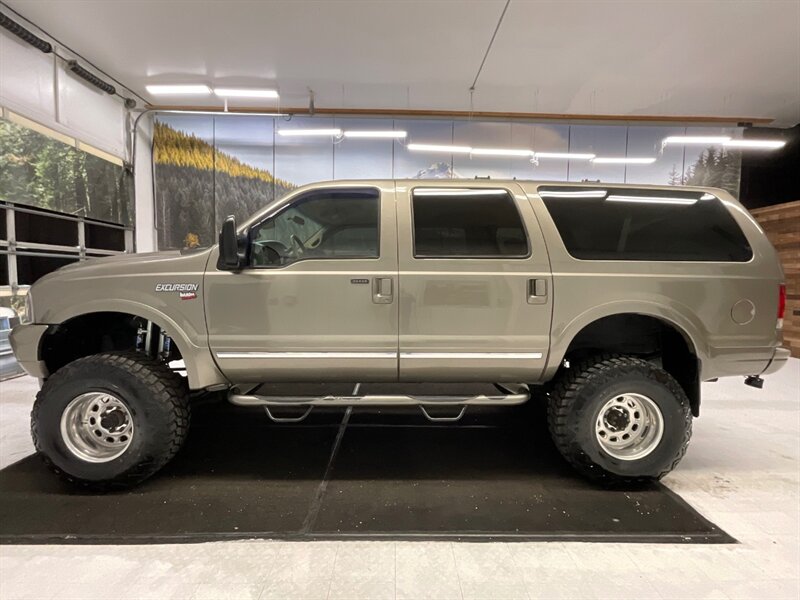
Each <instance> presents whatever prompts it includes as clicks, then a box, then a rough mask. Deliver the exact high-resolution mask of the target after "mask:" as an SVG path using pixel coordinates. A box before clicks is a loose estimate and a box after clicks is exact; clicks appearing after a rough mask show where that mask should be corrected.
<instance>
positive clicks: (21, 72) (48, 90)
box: [0, 31, 55, 125]
mask: <svg viewBox="0 0 800 600" xmlns="http://www.w3.org/2000/svg"><path fill="white" fill-rule="evenodd" d="M53 59H54V57H53V55H52V54H44V53H42V52H40V51H39V50H36V49H35V48H33V47H31V46H29V45H28V44H26V43H24V42H22V41H20V40H18V39H17V38H15V37H12V36H10V35H9V34H8V33H7V32H6V31H2V32H0V103H2V105H3V106H6V107H8V108H10V109H11V110H13V111H15V112H18V113H21V114H23V115H25V116H27V117H29V118H31V119H33V120H35V121H40V122H42V124H45V125H51V124H53V123H55V90H54V86H53Z"/></svg>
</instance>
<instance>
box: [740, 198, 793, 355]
mask: <svg viewBox="0 0 800 600" xmlns="http://www.w3.org/2000/svg"><path fill="white" fill-rule="evenodd" d="M750 212H751V213H752V214H753V216H754V217H755V218H756V220H757V221H758V222H759V223H760V224H761V227H763V228H764V231H766V232H767V237H768V238H769V240H770V241H771V242H772V245H773V246H775V249H776V250H777V251H778V254H780V257H781V262H782V263H783V270H784V272H785V273H786V315H785V317H784V320H783V345H784V346H787V347H789V348H791V350H792V356H795V357H798V358H800V200H798V201H796V202H787V203H786V204H776V205H775V206H768V207H765V208H757V209H754V210H752V211H750Z"/></svg>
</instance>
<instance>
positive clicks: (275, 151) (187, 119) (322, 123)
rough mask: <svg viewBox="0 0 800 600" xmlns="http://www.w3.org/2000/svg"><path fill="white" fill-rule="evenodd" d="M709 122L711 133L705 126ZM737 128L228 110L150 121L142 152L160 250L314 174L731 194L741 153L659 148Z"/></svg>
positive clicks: (172, 117) (737, 152) (322, 180)
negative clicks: (333, 117)
mask: <svg viewBox="0 0 800 600" xmlns="http://www.w3.org/2000/svg"><path fill="white" fill-rule="evenodd" d="M292 127H295V128H334V127H335V128H353V129H357V128H361V129H379V130H386V129H401V130H404V131H407V132H408V137H407V138H406V139H405V140H369V141H366V140H350V139H344V140H341V139H339V140H337V139H332V138H330V137H321V138H320V137H316V138H302V137H301V138H298V137H291V138H289V137H282V136H280V135H279V134H278V132H279V130H280V129H282V128H292ZM712 129H713V131H711V130H712ZM739 131H740V130H738V129H736V128H692V127H674V126H630V127H628V126H624V125H561V124H543V123H510V122H496V121H493V122H481V121H453V120H443V119H428V120H425V119H417V120H408V119H406V120H391V119H370V118H359V119H356V118H347V119H333V118H328V117H294V118H291V119H283V118H274V119H273V118H271V117H270V118H265V117H257V116H235V115H219V116H211V115H202V116H201V115H167V114H162V115H159V116H158V117H157V120H156V125H155V131H154V139H153V160H154V173H155V192H156V210H157V213H158V214H157V223H158V236H159V237H158V239H159V247H160V248H162V249H167V248H173V249H175V248H184V247H192V246H196V245H203V246H205V245H208V244H211V243H214V242H215V241H216V238H217V232H218V231H219V228H220V227H221V225H222V221H223V220H224V219H225V217H226V216H228V215H234V216H235V217H236V219H237V221H239V222H241V221H242V220H244V219H246V218H247V217H249V216H250V215H252V214H253V213H254V212H255V211H257V210H259V209H260V208H262V207H264V206H265V205H266V204H268V203H270V202H272V201H274V200H275V199H277V198H280V197H281V196H283V195H284V194H286V193H287V192H288V191H290V190H292V189H293V188H295V187H297V186H298V185H303V184H306V183H309V182H313V181H324V180H332V179H369V178H376V179H377V178H382V179H390V178H417V179H427V178H455V179H473V178H475V177H486V176H490V177H492V178H517V179H534V180H542V181H602V182H604V183H652V184H662V185H665V184H668V185H702V186H713V187H721V188H724V189H726V190H728V191H729V192H731V193H732V194H733V195H734V196H738V192H739V175H740V165H741V157H740V154H739V153H738V152H730V151H723V150H721V149H719V148H717V147H709V148H703V147H697V146H686V147H676V146H670V147H666V148H665V147H662V145H661V141H662V140H663V139H664V138H665V137H667V136H669V135H682V134H685V135H691V134H703V135H711V134H717V135H720V134H722V135H729V136H731V137H735V136H736V135H737V134H738V133H739ZM412 141H413V142H418V143H433V144H462V145H472V146H474V147H500V148H520V147H522V148H535V149H536V150H538V151H548V152H593V153H597V154H598V155H609V156H654V157H656V161H655V162H654V163H653V164H648V165H594V164H592V163H589V162H588V161H583V162H580V161H574V160H545V159H542V160H540V161H539V162H538V163H537V162H533V163H532V162H531V161H529V160H527V159H524V158H523V159H519V158H501V157H485V156H484V157H478V156H469V155H448V154H441V153H439V154H426V153H417V152H410V151H409V150H408V148H407V144H408V143H409V142H412Z"/></svg>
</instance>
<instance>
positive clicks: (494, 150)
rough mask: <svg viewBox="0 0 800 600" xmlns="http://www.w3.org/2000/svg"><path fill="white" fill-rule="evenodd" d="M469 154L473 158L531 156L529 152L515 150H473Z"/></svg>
mask: <svg viewBox="0 0 800 600" xmlns="http://www.w3.org/2000/svg"><path fill="white" fill-rule="evenodd" d="M471 154H474V155H475V156H526V157H529V156H531V155H532V154H533V152H532V151H531V150H517V149H513V148H473V149H472V152H471Z"/></svg>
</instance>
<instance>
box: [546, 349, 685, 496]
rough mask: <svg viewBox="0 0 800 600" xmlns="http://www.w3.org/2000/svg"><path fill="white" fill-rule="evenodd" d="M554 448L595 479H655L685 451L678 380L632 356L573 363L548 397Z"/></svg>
mask: <svg viewBox="0 0 800 600" xmlns="http://www.w3.org/2000/svg"><path fill="white" fill-rule="evenodd" d="M548 425H549V427H550V433H551V435H552V437H553V441H554V442H555V444H556V446H557V447H558V450H559V451H560V452H561V454H562V455H563V456H564V458H566V459H567V461H568V462H569V463H570V464H571V465H572V466H573V467H575V468H576V469H577V470H578V471H579V472H580V473H582V474H583V475H585V476H587V477H589V478H590V479H593V480H595V481H600V482H605V483H627V482H633V481H644V480H657V479H660V478H661V477H663V476H664V475H666V474H667V473H669V472H670V471H671V470H672V469H674V468H675V466H676V465H677V464H678V462H679V461H680V460H681V458H683V455H684V454H685V453H686V448H687V446H688V445H689V438H690V437H691V435H692V413H691V409H690V405H689V399H688V398H687V397H686V394H685V392H684V391H683V389H682V388H681V386H680V385H679V384H678V382H677V381H675V379H674V378H673V377H672V376H671V375H670V374H669V373H667V372H666V371H664V370H663V369H661V368H659V367H658V366H656V365H654V364H652V363H650V362H647V361H645V360H641V359H638V358H633V357H627V356H606V357H600V358H594V359H590V360H587V361H584V362H582V363H579V364H576V365H575V366H574V368H572V369H568V370H566V371H565V372H564V373H563V374H562V375H561V376H560V378H559V380H558V381H557V383H556V385H555V387H554V389H553V390H552V392H551V394H550V398H549V400H548Z"/></svg>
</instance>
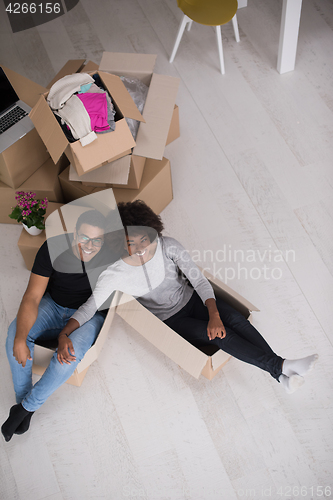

= TAREFA =
Reescreva a listagem do início até a linha que contém "box: [0, 31, 55, 125]", inclusive, substituindo "high-resolution" por "full-resolution" e mantendo todo o resto como está. Deixe as imagens de fora.

= SOLUÇÃO =
Each <instance> presents whatever prompts it includes as clicks, then a box, then a rough mask. Deliver the exact full-resolution mask of the target after "mask:" as an SVG path using pixel coordinates. A box before clicks is a loose estimate and a box after clicks is exact; clicks appearing after a rough mask show where that mask should be corrected.
<instance>
positive clicks: (21, 72) (48, 90)
box: [0, 31, 55, 125]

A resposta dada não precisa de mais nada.